═══ MATERIALS PROVIDED

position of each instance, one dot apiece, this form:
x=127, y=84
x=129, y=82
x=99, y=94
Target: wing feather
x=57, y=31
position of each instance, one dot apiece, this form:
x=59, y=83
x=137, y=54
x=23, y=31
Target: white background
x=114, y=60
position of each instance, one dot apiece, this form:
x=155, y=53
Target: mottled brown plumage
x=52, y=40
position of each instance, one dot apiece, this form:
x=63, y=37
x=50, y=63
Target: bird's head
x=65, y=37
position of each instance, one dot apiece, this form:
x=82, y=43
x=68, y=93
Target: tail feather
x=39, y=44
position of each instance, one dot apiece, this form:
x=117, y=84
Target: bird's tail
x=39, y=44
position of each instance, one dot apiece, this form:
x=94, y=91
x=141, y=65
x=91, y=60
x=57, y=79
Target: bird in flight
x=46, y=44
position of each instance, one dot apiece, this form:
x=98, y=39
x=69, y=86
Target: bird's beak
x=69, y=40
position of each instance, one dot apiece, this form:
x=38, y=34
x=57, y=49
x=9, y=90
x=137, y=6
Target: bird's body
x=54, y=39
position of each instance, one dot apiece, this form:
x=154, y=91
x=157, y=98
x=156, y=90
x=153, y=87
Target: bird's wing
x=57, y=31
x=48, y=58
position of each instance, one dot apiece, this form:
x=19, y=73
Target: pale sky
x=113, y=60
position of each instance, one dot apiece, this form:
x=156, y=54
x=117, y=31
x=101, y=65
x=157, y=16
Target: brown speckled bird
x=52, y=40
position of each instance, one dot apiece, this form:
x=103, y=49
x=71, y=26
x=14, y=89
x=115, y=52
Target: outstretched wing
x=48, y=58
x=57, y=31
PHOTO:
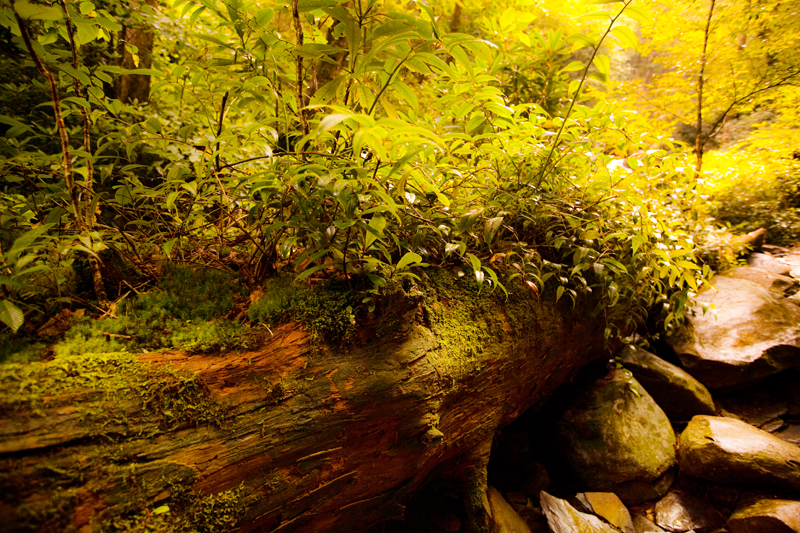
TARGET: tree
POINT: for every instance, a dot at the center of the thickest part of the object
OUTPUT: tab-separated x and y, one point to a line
718	62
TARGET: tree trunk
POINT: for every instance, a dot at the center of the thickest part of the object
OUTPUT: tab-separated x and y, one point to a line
291	436
135	87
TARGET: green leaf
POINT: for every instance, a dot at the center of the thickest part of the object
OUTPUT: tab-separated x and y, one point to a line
375	230
626	37
573	66
11	315
29	11
603	64
408	259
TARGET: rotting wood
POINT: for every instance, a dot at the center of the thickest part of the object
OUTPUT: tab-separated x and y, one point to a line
311	439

══════

**TASK OBJECTIVE**. Copy the entire listing above line for line, without changing anything, and leave the pictures out.

**OUTPUT FOR THIS TASK**.
position of each instance, one dot apiece, this form:
x=127, y=84
x=129, y=82
x=99, y=94
Target: wing feather
x=57, y=31
position of each instance, one dot apiece, this form:
x=59, y=83
x=137, y=54
x=23, y=31
Target: white background
x=114, y=60
position of each instance, one dot apiece, this form:
x=155, y=53
Target: mottled brown plumage
x=52, y=40
position of each instance, one dot apiece, this form:
x=63, y=37
x=50, y=63
Target: bird's head
x=65, y=37
position of each instance, one dot apiece, this form:
x=82, y=43
x=68, y=93
Target: tail feather
x=39, y=44
position of each instance, one dot apiece, this form:
x=117, y=84
Target: bird's tail
x=39, y=44
position of each instance, one dot apiece, this form:
x=94, y=91
x=141, y=65
x=91, y=60
x=57, y=79
Target: bird in flight
x=46, y=44
position of each instance, one dot apiece, this form:
x=98, y=39
x=69, y=86
Target: bird's beak
x=69, y=40
position of each instance, one dot apiece, this form:
x=38, y=34
x=57, y=49
x=9, y=90
x=137, y=6
Target: bird's body
x=54, y=39
position of each instance, one dot apiece, this form:
x=154, y=91
x=157, y=98
x=156, y=90
x=153, y=87
Target: bird's wing
x=57, y=31
x=48, y=58
position of each instance, one dot apiece, this form:
x=19, y=73
Target: pale sky
x=113, y=60
position of each instance, one dot apiece, this form:
x=156, y=54
x=117, y=31
x=101, y=65
x=157, y=16
Target: brown speckled bird
x=52, y=40
position of each instance, one dot apiece, this form:
x=103, y=49
x=71, y=26
x=14, y=89
x=115, y=52
Target: outstretched wing
x=48, y=58
x=57, y=31
PHOTO:
TARGET: tree
POINT: for every instance, a dot at the center of the thickest part of the object
OUTPUT: tab-separated x and y, one point to a line
718	62
TARGET: tree trunk
POINT: for every instance, a dot at the center of the thickest part of the object
OUTPUT: tab-separated x and y, one point to a line
291	436
135	87
TARGET: green leaf
POINT: for every instance, a dot at the center of the thickest part of the object
OUTPUT: tab-separated x and y, one point to a line
375	230
626	37
573	66
11	315
29	11
603	64
408	259
TARGET: rotting wood
POINT: for every instance, a dot at the center of the thickest part of the object
OUTPUT: tab-separated x and y, one point to a line
311	439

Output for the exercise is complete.